Jun 14, 2010
Figure Sculpture Project
An assignment I have done with several classes this year is a figure sculpture assignment. Students create a miniature figure using tinfoil, plaster bandages, plaster, and paint. Some have turned out really well. For many students it is an enjoyable project because they get to use different materials, and each step along the way is a little bit different, so every class brings something new, there isn't time to get bored with it(for most of them...).
Starting with a lesson on doing some figure sketching, I then lead into the project. Depending on the time I have with each class I may spend more time drawing the figure and focusing on that before starting on the sculpture assignment.
plaster of paris
Pieces of wood to use as a base
nails or screws
1. To begin students are to decide on a emotion, or theme that they want to express with the body language of their figure. They then do a few sketches to get their ideas down and so that there is a goal in mind.

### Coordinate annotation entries
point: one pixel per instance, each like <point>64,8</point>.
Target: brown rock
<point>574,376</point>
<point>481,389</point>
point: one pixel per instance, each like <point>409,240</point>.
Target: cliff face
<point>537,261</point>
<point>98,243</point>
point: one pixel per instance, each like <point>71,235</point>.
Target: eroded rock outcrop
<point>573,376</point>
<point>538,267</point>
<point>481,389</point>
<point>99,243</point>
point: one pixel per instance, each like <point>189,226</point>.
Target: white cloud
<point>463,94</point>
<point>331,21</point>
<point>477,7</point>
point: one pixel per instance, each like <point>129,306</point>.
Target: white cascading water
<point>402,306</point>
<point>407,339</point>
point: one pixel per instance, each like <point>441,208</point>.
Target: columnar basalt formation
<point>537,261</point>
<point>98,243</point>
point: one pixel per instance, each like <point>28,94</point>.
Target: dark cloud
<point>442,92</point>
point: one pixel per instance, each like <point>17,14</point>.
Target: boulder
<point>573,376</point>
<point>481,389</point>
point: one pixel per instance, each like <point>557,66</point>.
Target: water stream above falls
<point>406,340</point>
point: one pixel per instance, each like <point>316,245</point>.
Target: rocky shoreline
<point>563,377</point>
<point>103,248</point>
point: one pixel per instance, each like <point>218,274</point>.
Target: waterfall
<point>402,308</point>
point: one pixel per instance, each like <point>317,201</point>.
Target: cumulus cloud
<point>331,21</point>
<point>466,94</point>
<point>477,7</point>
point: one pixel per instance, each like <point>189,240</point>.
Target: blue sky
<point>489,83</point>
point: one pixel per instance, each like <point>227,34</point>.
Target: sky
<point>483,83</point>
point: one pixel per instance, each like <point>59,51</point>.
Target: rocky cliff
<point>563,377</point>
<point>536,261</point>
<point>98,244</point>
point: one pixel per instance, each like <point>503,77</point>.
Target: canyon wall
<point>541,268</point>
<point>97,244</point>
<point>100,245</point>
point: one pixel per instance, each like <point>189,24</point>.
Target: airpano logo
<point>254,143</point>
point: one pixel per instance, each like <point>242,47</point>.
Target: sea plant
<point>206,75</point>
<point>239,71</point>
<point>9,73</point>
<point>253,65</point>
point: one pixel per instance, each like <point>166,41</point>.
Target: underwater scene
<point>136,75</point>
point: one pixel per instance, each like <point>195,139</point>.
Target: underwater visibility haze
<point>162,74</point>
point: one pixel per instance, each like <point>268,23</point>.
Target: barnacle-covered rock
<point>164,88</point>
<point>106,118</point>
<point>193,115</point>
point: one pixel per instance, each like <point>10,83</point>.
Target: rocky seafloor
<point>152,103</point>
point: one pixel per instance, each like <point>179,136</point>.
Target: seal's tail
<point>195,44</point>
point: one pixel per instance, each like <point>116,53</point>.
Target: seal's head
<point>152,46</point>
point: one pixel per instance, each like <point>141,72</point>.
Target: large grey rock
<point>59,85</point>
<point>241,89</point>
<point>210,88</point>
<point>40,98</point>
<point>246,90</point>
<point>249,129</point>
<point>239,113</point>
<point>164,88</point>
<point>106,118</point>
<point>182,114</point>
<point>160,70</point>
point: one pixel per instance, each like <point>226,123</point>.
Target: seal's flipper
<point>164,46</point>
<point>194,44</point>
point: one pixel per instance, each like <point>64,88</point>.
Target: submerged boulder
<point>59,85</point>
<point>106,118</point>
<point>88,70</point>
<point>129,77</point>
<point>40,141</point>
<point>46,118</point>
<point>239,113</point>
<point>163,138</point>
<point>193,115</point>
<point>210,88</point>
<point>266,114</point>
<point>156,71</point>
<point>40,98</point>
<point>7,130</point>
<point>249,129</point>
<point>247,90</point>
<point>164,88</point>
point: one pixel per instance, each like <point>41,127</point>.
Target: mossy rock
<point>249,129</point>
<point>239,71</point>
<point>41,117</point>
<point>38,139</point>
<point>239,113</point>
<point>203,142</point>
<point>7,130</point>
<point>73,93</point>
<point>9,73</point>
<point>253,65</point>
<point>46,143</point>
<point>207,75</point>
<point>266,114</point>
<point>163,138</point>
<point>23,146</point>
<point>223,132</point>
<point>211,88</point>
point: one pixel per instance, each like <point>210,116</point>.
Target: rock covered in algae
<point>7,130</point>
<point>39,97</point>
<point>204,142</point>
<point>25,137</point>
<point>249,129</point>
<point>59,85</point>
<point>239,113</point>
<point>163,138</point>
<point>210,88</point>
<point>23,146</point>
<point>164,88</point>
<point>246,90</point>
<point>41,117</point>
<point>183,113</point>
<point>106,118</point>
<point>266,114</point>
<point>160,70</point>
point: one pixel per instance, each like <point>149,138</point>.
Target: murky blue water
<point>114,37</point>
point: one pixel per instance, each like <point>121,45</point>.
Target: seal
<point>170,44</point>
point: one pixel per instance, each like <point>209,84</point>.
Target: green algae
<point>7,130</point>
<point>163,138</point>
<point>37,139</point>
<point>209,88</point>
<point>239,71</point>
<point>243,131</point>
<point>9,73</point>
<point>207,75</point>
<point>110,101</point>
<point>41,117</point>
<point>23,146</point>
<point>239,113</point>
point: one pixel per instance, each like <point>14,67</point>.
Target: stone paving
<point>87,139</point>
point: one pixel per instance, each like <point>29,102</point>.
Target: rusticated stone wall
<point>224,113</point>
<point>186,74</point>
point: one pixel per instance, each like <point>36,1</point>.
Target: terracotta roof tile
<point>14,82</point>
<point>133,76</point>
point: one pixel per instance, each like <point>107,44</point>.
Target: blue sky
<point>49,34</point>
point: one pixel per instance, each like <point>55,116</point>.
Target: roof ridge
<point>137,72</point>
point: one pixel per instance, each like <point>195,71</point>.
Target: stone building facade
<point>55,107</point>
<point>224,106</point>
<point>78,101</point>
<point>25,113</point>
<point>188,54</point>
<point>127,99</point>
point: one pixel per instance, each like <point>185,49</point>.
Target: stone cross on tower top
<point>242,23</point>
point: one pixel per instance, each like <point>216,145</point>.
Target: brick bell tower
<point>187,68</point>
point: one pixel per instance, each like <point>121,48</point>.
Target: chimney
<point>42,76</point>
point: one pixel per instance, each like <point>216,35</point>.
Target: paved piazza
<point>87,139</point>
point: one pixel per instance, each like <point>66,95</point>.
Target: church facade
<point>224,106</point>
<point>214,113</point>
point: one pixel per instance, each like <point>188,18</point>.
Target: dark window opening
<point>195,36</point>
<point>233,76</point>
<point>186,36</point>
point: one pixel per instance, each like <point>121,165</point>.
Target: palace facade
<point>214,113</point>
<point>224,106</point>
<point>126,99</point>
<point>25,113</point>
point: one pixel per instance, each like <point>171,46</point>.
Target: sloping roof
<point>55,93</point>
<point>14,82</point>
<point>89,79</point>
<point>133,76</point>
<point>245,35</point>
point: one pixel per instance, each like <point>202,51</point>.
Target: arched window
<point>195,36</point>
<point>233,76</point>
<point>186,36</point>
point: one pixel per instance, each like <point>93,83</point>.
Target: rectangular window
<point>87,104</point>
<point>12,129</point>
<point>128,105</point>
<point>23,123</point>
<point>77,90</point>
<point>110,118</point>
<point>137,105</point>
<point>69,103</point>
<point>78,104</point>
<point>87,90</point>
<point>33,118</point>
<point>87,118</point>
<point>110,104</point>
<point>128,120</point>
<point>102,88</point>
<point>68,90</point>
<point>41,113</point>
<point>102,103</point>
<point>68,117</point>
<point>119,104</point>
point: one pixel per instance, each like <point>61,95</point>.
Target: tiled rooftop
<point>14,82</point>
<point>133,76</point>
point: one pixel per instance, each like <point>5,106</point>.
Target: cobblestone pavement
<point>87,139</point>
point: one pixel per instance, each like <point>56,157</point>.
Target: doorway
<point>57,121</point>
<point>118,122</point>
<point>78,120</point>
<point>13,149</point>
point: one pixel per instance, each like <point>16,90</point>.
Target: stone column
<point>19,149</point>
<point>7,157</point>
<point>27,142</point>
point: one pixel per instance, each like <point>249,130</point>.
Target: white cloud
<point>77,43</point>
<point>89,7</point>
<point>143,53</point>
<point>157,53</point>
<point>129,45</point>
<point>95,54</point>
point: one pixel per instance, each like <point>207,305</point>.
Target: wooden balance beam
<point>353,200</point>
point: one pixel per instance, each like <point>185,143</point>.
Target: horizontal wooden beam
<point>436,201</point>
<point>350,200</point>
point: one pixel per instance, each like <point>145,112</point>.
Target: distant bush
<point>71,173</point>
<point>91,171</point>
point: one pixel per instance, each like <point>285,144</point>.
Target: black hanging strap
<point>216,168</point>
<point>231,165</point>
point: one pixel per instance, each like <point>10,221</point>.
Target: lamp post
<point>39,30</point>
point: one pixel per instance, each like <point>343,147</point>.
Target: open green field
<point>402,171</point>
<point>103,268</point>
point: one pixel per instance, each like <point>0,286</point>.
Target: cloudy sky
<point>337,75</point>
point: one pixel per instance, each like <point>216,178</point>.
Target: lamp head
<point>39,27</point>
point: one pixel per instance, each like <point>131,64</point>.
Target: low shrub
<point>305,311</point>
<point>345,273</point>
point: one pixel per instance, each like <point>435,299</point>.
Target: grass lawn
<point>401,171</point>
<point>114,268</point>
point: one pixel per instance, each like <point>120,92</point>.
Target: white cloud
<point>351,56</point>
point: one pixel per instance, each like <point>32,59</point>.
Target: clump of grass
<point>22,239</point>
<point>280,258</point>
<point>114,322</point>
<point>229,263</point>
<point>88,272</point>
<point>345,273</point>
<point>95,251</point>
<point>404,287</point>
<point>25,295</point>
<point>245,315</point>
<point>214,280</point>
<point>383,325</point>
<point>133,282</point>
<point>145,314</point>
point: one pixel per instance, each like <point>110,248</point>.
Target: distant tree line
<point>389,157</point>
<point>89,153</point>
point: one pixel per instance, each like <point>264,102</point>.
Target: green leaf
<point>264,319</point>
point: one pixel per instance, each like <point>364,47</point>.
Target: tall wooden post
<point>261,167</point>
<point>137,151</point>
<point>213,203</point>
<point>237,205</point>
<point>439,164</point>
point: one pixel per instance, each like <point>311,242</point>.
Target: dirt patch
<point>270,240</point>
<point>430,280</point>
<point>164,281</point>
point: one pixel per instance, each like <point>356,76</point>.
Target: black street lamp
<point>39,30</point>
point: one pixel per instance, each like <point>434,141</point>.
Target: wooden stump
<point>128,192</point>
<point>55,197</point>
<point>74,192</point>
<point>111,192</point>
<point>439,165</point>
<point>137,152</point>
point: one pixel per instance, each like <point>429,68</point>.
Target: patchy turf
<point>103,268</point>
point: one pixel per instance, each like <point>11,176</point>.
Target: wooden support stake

### WHAT IS ASKED
(a) From the listing, reproduce the lines starting at the one containing "point: one pixel per instance, each like <point>29,102</point>." and ending at the one containing "<point>187,68</point>", with both of those lines included.
(b) Write what comes next in the post on the figure sculpture project, picking up after its final sentence.

### TASK-BY-TASK RESULTS
(a)
point: one pixel per instance, each like <point>29,102</point>.
Target: rusticated stone wall
<point>224,113</point>
<point>186,74</point>
point: one pixel per instance, each like <point>36,1</point>.
Target: terracotta roof tile
<point>14,82</point>
<point>133,76</point>
point: one pixel per instance, each like <point>107,44</point>.
Target: blue sky
<point>49,34</point>
point: one pixel per instance, each like <point>55,116</point>.
Target: roof ridge
<point>137,72</point>
point: one pixel per instance, each like <point>195,71</point>.
Target: stone building facade
<point>55,107</point>
<point>224,106</point>
<point>78,101</point>
<point>25,113</point>
<point>188,54</point>
<point>127,99</point>
point: one pixel per instance, each like <point>185,49</point>.
Target: stone cross on tower top
<point>242,23</point>
point: one pixel per instance, each like <point>216,145</point>.
Target: brick bell tower
<point>187,68</point>

(b)
2. They start with a piece of tinfoil about 1 foot or a foot and a half long. I found that thicker tinfoil works best, and you won't need as much for the whole class. Make several slits in the tinfoil as a basic template as to where the arms and legs, and head goes. Smush, crumple, and shape the tinfoil into the shape of a person. Be careful about proportions, thickness and height.
3. Attach tinfoil character onto a nail on the wooden base. You may need more that one nail to keep it steady and free from wobbling. Sometimes I will have students attach the tinfoil to the screw threw the calf, and then add another nail where the foot will go so that you can build up the foot around the nail.
4. Cut plaster bandages into strips up to an inch wide, and about 5 inches long. Dip in water and cover tinfoil with bandages. You will probably need at least 2 layers of bandages. Make sure that where the weight of the sculpture is there is enough layers of bandages so that it cannot bend or break.
5. Use plaster of Paris to fill in any gaps, or to smooth out areas. Let dry.
6. Take Sandpaper and sand down any areas.
7. Prime sculpture with acrylic primer. If you don't prime it the paint will end up flaking off of the bandages.
8. Paint sculpture with acrylic paint.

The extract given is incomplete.